- [SET PROBLEM]: Which lines in the data below contain the word "desk"? Copy each of them in full, and treat uppercase and lowercase letters as different.

- [MATERIAL]:
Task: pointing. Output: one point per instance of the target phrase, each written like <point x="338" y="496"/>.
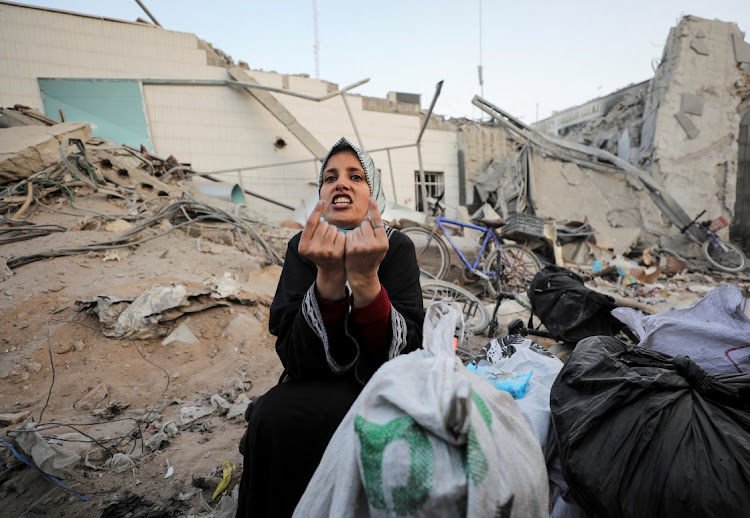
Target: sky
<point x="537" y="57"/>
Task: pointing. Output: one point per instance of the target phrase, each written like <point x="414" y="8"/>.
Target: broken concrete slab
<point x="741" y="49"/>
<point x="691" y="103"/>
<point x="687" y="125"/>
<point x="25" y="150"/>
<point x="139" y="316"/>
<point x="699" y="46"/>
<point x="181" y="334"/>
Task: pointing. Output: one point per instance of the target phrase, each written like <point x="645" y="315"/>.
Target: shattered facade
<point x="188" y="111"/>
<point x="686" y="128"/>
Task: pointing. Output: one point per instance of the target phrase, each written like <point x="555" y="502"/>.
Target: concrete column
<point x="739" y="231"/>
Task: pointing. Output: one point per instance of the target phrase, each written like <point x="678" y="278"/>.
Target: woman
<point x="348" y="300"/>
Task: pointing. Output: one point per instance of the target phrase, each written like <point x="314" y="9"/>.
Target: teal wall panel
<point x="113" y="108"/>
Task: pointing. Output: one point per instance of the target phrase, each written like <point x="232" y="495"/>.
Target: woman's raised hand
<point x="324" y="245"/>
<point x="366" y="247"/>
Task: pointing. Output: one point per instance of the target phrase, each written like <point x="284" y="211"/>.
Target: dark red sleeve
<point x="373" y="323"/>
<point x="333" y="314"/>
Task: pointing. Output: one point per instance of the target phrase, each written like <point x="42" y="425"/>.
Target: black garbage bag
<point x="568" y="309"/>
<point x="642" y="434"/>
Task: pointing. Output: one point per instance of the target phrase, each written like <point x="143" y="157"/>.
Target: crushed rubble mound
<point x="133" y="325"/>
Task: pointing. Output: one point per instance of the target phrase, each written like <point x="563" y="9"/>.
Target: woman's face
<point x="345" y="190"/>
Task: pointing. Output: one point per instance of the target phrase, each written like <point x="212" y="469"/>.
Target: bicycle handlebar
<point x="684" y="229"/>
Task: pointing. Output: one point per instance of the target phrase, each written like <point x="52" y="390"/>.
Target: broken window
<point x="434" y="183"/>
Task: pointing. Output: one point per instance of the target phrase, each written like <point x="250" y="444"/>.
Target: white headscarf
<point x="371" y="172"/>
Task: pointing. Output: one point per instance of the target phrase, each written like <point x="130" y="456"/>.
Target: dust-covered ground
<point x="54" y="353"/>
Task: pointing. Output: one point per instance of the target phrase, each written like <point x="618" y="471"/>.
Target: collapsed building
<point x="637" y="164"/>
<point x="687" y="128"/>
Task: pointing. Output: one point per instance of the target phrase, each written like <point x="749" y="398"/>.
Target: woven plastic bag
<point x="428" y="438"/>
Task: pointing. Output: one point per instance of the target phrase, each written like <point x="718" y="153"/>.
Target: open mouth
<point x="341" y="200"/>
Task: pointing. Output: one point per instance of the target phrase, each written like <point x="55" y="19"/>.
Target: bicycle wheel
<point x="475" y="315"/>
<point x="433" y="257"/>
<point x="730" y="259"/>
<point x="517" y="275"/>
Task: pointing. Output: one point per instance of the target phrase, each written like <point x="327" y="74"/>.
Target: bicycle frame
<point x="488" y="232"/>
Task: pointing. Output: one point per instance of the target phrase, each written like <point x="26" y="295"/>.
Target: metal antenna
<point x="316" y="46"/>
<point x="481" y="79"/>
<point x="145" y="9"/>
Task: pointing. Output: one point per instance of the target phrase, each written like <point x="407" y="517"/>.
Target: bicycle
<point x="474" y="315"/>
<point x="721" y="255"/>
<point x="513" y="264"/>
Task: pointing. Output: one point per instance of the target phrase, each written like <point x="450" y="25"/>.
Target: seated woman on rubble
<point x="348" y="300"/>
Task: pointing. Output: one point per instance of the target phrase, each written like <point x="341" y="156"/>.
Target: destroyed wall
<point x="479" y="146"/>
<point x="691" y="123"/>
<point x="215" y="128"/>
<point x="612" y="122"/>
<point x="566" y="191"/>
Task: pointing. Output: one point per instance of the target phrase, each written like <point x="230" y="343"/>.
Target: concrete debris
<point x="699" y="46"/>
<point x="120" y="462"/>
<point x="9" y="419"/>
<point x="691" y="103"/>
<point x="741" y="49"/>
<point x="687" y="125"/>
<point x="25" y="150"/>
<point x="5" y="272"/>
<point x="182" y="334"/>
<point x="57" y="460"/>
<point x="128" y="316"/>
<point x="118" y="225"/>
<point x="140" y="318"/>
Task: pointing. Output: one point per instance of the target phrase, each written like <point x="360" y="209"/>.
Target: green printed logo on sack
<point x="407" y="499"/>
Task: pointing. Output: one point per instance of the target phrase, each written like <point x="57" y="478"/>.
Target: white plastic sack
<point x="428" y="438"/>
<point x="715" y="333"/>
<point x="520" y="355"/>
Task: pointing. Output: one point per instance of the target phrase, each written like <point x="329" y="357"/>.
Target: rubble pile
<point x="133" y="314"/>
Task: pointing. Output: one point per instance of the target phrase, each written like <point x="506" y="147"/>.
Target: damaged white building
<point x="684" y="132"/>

...

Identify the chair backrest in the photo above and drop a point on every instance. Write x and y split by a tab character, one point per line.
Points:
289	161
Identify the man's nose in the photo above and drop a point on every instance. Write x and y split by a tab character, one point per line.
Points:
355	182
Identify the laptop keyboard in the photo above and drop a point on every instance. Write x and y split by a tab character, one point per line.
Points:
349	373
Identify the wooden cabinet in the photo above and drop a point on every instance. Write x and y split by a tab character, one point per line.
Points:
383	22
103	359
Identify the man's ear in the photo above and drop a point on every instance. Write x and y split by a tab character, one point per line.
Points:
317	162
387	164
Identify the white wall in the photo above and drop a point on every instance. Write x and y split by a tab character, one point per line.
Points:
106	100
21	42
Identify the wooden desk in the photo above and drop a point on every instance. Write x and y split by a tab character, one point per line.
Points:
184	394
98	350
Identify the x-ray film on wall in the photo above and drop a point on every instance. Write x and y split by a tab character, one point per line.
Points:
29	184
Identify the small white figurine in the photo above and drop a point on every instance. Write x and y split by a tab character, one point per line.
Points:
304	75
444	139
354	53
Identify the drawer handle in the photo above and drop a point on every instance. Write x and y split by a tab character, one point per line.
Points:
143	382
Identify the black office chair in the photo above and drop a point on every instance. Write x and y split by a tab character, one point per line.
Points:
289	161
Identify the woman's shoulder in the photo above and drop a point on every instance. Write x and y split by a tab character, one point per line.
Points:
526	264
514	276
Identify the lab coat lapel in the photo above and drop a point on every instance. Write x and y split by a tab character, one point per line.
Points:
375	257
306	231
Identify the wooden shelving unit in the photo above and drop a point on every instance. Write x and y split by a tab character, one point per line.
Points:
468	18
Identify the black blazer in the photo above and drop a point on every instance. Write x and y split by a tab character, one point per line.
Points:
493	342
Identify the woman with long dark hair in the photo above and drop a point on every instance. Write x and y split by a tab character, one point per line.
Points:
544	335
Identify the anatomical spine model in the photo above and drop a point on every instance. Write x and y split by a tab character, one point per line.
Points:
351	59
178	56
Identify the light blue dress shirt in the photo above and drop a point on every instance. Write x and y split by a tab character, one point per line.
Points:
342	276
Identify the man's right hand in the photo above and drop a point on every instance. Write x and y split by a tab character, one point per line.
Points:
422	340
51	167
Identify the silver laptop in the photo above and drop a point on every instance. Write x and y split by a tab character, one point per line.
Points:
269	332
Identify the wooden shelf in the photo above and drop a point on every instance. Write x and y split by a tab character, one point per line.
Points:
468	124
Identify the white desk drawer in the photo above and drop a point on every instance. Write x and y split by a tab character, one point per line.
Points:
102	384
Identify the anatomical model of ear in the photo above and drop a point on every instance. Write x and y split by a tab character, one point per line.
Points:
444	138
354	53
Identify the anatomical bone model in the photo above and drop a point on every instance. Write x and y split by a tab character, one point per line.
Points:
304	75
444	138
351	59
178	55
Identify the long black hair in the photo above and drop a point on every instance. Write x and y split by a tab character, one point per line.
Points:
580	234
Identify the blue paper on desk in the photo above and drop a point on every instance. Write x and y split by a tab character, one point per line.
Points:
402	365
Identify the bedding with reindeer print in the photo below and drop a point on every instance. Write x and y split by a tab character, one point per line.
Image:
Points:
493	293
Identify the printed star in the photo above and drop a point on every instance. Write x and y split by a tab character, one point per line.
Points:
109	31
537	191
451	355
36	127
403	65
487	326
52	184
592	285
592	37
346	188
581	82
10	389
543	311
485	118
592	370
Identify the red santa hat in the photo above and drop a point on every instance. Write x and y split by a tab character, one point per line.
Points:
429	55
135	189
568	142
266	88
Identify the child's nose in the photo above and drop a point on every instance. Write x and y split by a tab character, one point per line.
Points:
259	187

- [CORRECT ANSWER]:
Identify the wooden desk in the photo above and drop a point on every instance. Write x and y split by a tab character, one point per line.
Identify the white desk drawer in the photo above and drop a point on every instance. Write x and y split by a tab character, one point per line.
Identify the blue paper on desk in the photo above and drop a point on every instance. Write x and y split by a tab character, one point per line.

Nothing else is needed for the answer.